> **Explore the material**:
a – Give every passage in the essay on unconscious optics that stands inside quotation marks.
b – According to the essay on unconscious optics, what feelings and pursuits has advertising associated commodities with?
c – Write the next part of the essay on unconscious optics, starting after its last sentence.

[Opening Extract to read section]

Sculpting in the logosphere

Mikhail Bakhtin sculpting the logosphere with a chisel

1. Unconscious optics

In “The Work of Art in the Age of Mechanical Reproduction” Walter Benjamin develops the notion of “unconscious optics”. He suggests that the film camera captures and presents a space that is not consciously explored by individuals but is instead unconsciously penetrated.

“The act of reaching for a lighter or a spoon is familiar routine, yet we hardly know what really goes on between hand and metal, not to mention how this fluctuates with our moods”.

This example supports Benjamin’s claim that one of the unique qualities of the photographic image (including cinema) is to make us conscious of optical dimensions of life that were previously outside the realms of our daily awareness. Photo-based images use shot values and camera movements to portray the optical unconscious and associate it with certain moods.

I won’t digress too much on this point, but I think it is important to notice how advertising since the second half of the 20th century has used film and photography to map uncharted territories of society’s unconscious optics to sell all sorts of commodities by associating them with feelings of desire and the cultivation of aspirational lifestyles.

But again, this is a slightly different topic. However, I am keeping it on the record, as it can give us some perspective when it comes to seeing the relevance of the concepts I am trying to elaborate on.

[Closing Extract to read section]
[Opening Entries supplied section]

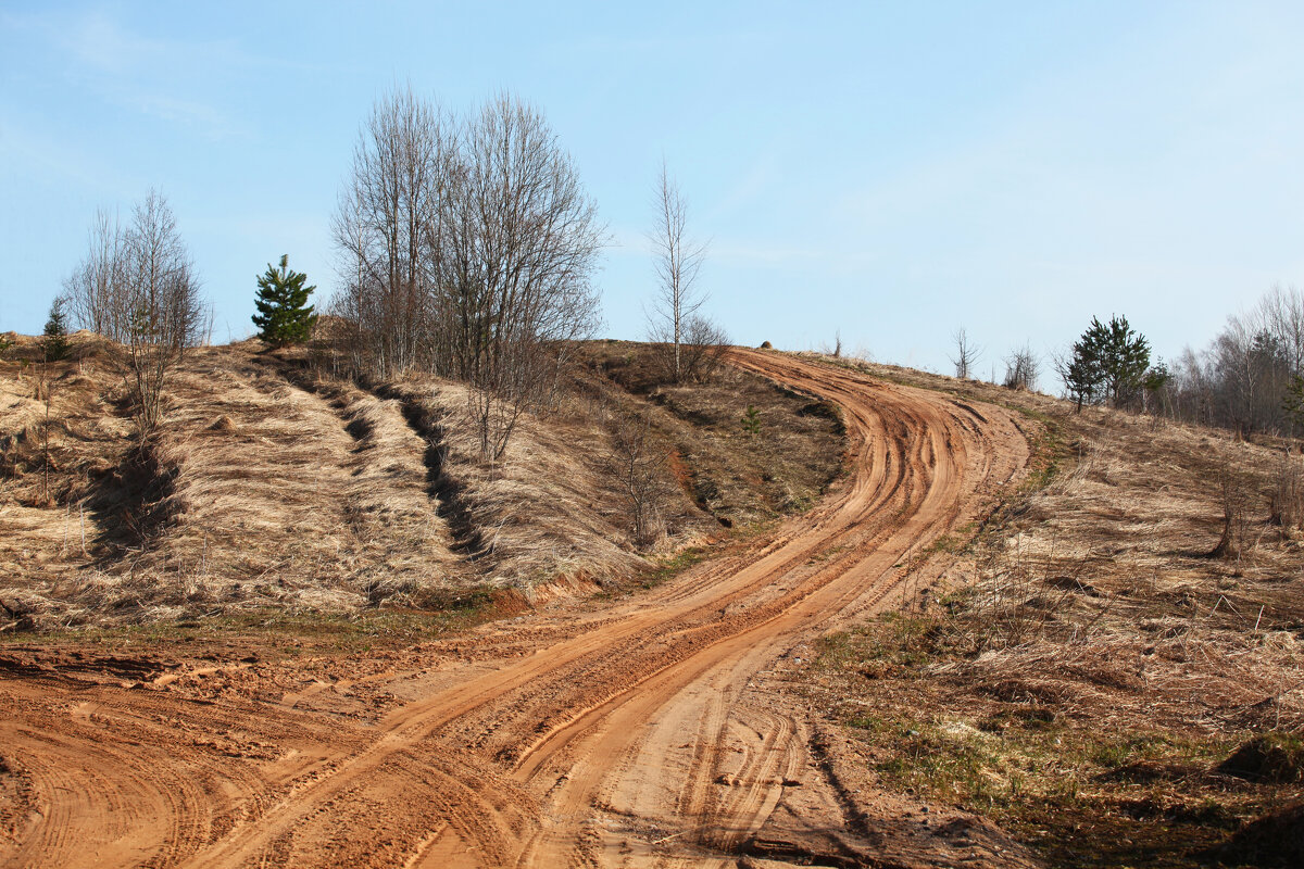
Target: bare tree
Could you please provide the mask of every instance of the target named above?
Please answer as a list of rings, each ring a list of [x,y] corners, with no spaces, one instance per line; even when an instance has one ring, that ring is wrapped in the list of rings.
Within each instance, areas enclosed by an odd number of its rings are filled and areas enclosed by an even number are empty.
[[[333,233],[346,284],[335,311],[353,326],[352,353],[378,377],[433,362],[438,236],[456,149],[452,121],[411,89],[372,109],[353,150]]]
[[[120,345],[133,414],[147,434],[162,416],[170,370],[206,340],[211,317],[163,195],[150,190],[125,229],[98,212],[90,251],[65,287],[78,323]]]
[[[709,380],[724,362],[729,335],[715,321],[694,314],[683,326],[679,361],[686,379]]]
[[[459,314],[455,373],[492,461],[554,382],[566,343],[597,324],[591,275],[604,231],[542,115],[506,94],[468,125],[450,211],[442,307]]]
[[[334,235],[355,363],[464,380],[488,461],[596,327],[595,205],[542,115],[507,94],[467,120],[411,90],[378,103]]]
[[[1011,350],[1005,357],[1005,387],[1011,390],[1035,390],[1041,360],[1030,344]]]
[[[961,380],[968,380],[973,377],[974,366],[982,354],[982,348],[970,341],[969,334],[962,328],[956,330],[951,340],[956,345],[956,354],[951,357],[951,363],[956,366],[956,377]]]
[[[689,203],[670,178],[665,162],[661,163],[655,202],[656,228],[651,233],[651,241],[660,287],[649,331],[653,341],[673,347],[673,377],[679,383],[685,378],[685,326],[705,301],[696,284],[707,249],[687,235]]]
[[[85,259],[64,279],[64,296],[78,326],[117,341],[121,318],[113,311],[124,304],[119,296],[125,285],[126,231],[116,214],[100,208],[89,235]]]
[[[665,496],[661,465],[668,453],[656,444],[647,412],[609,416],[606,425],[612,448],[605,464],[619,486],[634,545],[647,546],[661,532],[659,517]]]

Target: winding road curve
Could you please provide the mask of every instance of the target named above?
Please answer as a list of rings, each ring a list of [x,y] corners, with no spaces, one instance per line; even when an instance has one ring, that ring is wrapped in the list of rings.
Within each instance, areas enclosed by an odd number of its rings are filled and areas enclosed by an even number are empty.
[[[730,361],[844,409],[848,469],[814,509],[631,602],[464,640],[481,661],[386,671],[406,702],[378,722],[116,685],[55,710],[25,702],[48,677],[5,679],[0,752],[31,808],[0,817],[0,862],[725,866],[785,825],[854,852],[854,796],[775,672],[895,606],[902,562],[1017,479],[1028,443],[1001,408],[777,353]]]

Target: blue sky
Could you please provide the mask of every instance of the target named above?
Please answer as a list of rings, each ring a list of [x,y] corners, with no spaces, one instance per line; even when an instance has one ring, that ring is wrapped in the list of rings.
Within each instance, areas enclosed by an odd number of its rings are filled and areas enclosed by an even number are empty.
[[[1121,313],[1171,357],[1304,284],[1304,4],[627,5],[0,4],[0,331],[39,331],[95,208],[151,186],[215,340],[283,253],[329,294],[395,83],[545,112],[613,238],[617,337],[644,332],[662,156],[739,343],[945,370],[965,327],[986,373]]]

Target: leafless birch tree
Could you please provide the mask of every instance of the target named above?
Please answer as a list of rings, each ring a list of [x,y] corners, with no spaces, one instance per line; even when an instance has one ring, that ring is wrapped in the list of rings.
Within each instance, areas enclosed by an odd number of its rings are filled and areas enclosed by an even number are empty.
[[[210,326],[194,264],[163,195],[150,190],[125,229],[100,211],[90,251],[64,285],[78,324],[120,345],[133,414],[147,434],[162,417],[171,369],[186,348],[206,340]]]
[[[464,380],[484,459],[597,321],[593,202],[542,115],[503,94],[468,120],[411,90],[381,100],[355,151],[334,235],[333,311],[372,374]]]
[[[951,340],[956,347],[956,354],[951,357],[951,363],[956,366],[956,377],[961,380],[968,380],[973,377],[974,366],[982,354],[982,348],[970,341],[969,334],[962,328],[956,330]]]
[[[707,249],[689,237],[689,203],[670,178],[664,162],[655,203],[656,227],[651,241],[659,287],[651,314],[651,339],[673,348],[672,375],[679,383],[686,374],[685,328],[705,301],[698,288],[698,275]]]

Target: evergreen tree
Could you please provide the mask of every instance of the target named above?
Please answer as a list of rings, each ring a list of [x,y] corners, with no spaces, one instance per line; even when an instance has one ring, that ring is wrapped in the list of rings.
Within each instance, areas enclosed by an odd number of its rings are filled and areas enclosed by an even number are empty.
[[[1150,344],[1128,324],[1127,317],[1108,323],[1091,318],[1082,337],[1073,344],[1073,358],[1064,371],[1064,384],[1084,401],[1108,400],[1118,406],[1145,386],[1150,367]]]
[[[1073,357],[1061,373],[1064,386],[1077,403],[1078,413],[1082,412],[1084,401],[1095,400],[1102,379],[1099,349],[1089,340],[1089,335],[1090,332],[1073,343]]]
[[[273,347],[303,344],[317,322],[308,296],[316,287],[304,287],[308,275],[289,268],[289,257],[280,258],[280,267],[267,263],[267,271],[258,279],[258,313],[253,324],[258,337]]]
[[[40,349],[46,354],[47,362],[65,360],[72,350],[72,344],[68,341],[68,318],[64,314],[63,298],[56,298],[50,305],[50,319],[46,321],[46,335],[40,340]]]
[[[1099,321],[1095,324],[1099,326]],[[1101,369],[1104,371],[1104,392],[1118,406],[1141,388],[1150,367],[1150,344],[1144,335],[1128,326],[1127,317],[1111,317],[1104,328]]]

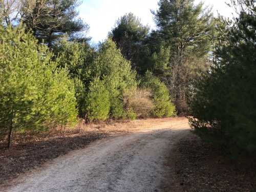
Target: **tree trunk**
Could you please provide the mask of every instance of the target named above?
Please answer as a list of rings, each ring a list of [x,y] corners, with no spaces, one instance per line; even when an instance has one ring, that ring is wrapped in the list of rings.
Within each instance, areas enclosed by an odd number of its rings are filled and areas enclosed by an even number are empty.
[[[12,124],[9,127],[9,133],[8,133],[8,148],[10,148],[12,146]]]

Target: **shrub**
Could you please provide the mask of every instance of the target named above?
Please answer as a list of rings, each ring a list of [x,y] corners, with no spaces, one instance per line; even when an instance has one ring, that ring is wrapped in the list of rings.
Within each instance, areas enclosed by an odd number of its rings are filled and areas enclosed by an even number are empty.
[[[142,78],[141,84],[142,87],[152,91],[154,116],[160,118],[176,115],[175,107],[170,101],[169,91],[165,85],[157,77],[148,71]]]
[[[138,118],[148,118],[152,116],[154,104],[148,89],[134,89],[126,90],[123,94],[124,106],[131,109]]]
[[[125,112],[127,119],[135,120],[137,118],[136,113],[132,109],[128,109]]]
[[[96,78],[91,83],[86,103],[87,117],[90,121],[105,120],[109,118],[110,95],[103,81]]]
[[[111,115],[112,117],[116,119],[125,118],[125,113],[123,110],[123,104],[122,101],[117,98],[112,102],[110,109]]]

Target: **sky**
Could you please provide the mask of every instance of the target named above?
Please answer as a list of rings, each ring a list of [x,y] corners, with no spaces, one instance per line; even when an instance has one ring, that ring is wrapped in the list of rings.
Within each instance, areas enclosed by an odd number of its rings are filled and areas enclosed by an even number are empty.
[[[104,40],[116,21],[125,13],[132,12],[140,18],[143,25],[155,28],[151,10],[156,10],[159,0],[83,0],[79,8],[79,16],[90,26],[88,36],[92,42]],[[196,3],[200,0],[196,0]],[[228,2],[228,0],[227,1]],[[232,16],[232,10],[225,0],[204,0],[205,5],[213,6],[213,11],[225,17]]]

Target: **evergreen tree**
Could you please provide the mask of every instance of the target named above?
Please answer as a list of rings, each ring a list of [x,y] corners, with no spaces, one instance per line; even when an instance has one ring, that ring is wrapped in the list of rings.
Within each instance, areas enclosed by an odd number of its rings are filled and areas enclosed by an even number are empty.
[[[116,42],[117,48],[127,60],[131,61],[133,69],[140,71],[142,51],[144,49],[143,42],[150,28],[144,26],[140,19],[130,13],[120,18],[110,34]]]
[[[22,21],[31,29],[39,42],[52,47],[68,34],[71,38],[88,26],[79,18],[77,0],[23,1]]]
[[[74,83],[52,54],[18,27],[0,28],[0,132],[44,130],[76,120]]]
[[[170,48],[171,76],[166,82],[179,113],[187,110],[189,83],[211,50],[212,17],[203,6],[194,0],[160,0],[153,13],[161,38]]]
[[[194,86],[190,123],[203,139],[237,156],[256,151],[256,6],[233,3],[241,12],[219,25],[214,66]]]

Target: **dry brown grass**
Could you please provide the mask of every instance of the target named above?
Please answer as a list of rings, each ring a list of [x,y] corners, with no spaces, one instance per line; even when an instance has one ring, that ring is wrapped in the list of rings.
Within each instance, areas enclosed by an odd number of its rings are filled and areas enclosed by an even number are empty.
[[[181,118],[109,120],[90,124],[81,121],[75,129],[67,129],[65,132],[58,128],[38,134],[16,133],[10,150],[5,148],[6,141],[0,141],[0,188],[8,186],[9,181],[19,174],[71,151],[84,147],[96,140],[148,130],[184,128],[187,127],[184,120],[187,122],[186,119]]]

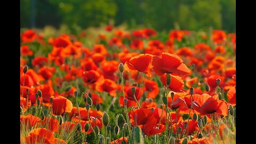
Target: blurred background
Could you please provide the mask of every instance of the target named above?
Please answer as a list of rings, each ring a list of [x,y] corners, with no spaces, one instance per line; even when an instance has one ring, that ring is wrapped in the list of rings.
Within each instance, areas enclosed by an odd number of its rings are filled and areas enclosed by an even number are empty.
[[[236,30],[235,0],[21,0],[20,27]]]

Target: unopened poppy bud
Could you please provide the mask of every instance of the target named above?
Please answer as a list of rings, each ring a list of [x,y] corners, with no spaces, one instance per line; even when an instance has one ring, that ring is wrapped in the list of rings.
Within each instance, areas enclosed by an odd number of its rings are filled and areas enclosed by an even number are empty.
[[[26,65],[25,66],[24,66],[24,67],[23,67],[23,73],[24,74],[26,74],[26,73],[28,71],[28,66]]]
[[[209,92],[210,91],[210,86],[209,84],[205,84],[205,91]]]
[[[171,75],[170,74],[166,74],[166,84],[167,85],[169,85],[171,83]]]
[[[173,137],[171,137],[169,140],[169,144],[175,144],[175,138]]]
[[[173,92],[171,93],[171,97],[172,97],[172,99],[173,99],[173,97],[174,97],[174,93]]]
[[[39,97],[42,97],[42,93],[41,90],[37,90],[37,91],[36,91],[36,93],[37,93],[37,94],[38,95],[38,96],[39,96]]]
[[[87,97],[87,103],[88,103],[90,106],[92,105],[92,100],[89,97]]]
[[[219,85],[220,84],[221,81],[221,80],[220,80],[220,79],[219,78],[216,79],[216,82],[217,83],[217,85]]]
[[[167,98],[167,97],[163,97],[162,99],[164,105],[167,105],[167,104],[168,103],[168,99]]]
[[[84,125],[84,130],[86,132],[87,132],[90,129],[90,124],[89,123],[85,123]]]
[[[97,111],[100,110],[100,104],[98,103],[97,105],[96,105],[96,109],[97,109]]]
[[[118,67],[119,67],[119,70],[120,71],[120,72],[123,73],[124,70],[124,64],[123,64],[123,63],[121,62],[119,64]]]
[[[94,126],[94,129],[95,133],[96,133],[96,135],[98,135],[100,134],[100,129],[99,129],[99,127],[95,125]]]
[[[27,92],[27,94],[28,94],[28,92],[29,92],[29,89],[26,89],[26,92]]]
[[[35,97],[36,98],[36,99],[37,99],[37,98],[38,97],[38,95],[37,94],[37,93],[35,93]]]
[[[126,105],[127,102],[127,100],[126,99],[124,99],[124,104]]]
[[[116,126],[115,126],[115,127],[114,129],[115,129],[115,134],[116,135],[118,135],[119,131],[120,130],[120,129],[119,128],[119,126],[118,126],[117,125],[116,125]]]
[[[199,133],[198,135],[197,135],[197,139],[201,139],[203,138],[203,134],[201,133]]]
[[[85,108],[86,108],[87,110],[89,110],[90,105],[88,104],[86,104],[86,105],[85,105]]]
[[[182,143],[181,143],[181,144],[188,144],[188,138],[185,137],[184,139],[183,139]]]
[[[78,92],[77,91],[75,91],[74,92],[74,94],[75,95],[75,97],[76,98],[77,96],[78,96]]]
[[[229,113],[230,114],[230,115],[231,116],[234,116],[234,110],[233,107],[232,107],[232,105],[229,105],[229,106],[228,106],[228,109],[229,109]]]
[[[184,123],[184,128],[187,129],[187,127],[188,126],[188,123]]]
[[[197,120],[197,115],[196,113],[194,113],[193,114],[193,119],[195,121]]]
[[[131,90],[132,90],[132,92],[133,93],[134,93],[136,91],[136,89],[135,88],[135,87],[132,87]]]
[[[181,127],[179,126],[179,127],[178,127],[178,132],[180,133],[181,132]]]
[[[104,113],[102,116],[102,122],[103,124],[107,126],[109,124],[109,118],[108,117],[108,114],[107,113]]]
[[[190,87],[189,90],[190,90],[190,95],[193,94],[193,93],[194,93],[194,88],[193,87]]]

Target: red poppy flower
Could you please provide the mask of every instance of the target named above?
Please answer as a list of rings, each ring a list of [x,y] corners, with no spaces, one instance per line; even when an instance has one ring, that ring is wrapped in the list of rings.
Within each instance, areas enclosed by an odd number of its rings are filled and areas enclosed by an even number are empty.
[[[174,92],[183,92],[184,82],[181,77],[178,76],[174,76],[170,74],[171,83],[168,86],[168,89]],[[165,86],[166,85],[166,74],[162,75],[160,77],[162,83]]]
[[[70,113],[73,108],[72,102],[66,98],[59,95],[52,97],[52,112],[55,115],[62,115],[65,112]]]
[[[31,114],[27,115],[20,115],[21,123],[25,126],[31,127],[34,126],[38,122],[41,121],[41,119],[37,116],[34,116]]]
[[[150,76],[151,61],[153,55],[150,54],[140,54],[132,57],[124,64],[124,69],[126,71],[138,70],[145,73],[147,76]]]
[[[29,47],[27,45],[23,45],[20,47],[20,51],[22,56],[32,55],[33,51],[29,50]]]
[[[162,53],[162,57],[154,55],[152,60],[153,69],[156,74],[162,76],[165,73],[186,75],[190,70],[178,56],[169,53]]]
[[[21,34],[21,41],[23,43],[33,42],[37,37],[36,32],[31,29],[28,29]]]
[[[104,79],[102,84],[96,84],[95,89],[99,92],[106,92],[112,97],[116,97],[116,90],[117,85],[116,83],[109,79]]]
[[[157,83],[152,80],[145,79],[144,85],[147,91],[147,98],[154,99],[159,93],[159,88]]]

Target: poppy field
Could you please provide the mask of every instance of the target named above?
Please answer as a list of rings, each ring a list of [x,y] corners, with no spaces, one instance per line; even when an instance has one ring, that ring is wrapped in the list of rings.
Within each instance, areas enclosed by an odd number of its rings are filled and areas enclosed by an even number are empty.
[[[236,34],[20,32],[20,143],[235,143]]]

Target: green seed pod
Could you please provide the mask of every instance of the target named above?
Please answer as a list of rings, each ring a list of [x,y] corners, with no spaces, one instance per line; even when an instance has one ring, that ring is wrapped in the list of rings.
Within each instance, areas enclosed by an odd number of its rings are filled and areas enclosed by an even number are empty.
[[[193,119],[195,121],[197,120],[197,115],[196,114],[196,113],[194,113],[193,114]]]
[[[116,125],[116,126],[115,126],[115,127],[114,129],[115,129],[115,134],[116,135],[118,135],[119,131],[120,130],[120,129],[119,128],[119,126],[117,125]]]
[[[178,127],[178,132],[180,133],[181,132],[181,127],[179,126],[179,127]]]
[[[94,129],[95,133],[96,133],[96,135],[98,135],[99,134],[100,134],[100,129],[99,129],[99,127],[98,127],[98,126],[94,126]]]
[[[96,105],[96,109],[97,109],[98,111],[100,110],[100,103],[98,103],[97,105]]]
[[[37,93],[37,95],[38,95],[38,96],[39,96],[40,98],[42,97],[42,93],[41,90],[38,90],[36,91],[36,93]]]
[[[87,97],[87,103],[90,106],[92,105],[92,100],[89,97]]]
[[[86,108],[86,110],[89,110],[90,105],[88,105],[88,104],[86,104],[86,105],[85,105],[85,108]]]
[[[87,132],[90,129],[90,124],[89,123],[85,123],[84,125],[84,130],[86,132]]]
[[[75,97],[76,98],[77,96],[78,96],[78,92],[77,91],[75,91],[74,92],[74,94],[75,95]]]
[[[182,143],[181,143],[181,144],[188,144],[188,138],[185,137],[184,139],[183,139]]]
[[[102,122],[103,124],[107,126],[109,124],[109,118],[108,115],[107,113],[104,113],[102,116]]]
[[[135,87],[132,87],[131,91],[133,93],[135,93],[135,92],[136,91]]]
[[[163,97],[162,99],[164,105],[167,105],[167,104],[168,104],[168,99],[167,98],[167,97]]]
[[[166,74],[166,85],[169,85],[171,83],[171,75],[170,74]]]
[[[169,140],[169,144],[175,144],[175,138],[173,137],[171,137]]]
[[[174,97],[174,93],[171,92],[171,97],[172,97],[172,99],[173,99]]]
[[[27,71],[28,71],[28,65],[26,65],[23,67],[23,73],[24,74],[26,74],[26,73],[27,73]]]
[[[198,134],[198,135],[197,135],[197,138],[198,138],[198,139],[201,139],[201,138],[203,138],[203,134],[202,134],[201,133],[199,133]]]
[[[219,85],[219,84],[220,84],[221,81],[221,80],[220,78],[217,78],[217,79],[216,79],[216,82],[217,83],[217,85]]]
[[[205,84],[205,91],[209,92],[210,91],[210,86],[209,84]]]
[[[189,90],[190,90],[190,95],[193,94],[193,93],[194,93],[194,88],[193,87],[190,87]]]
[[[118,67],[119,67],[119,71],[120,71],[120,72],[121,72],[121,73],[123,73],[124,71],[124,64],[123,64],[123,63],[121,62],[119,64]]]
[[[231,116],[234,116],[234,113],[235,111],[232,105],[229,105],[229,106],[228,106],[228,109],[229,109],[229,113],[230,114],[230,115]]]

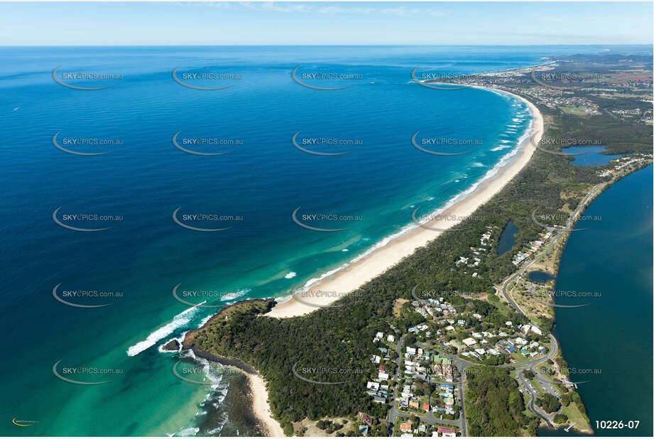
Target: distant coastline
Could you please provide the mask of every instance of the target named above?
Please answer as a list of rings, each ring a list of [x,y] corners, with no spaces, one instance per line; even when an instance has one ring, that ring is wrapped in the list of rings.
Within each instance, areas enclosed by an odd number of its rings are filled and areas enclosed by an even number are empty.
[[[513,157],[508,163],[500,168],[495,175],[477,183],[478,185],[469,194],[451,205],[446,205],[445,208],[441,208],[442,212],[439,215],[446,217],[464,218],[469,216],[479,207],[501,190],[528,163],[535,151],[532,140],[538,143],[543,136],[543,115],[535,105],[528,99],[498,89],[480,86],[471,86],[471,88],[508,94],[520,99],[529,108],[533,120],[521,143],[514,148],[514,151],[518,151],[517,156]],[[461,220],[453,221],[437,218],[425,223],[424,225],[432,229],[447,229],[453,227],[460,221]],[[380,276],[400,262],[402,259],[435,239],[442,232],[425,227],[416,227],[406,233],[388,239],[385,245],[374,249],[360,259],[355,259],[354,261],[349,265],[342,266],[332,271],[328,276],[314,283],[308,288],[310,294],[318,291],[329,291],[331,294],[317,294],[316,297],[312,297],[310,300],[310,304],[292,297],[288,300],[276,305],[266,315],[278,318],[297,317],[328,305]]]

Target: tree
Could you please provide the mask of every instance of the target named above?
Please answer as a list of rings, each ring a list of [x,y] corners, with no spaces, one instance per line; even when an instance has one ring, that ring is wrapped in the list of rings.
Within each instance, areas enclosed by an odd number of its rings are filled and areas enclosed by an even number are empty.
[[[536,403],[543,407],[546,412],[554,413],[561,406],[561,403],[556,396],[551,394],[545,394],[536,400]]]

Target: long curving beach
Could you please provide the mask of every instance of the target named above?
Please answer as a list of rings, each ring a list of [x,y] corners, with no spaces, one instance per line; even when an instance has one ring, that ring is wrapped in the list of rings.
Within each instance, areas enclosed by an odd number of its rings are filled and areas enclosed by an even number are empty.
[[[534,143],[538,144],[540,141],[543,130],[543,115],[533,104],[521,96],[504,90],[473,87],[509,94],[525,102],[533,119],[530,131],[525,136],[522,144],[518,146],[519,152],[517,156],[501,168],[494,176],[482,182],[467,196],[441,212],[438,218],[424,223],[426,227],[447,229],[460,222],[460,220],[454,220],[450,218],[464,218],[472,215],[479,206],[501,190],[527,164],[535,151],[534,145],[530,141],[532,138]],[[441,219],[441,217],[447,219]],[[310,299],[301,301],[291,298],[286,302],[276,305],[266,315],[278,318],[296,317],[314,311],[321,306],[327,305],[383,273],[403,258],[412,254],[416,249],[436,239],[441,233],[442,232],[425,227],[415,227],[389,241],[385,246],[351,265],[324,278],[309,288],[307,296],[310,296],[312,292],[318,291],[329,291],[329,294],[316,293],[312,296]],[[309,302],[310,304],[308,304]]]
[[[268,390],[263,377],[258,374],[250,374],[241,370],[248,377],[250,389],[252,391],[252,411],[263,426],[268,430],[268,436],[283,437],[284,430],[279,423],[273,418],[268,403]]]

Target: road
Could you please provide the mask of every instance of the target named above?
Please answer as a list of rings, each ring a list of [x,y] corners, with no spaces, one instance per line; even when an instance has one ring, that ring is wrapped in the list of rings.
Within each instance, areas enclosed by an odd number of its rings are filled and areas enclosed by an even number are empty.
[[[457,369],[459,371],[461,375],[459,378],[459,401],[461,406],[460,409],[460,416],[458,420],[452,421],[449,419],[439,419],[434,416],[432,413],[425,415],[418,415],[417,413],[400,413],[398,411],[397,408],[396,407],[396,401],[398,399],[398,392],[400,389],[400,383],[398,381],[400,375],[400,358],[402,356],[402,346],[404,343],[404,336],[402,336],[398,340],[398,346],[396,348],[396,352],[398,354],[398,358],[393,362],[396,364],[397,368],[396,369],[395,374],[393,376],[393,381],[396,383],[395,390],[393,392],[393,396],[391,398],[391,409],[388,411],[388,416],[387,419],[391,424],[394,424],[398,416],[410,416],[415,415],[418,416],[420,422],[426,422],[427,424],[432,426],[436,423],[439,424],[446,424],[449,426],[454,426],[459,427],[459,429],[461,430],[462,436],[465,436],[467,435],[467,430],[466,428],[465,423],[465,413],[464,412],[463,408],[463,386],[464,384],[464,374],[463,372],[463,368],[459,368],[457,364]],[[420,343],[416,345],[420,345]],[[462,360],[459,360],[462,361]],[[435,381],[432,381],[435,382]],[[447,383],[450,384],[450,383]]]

[Closing Entries supplied section]

> **Responses per task**:
a –
- "The Work of Art in the Age of Mechanical Reproduction"
- "unconscious optics"
- "The act of reaching for a lighter or a spoon is familiar routine, yet we hardly know what really goes on between hand and metal, not to mention how this fluctuates with our moods"

b – Feelings of desire and the cultivation of aspirational lifestyles.

c –
2. The logosphere and LLMs

The concept of “logosphere” coined by the Russian philosopher Mikhail Bakhtin refers to the vast network of information that connects people through words. The logosphere, just like the noosphere or the biosphere, is a fundamental aspect of human existence and it has become increasingly important after the digital revolution, as we are including more and more actors –like computers and databases– in our network of language-based knowledge, sympathies and emotions.

The logosphere is a concept that is new to me, but it inevitably makes me wonder about its relation to Large Language Models (LLMs) and their capacity to transform digital flows of data into units of meaning, or semantic prints, as they are also called. Let me sketch a bit more on this hypothesis.

Human history officially starts with the documentation of human culture through books and art. Not all, but a huge amount of these documents have been digitized and used to feed the LLMs that power AI tools such as Chat GPT or Midjourney, to mention just a couple. LLMs accumulate multimodal knowledge, made from documents that contain observations of reality, theories, speculations and fantasies. Through a training process, they establish dynamic relationships between each of these components, producing as a result a vast network of information that reflects different aspects of humanity. In this sense, LLMs are simulations of the logosphere and as such, they could help us bring into consciousness aspects of life we may be unaware of.

3. Sculpting in the logosphere

While cinema is a medium that made society aware of the existence of an “optical unconscious”, art created using LLMs can provide us with optical representations of that uncharted territory where physical culture meets our data culture, namely the logosphere.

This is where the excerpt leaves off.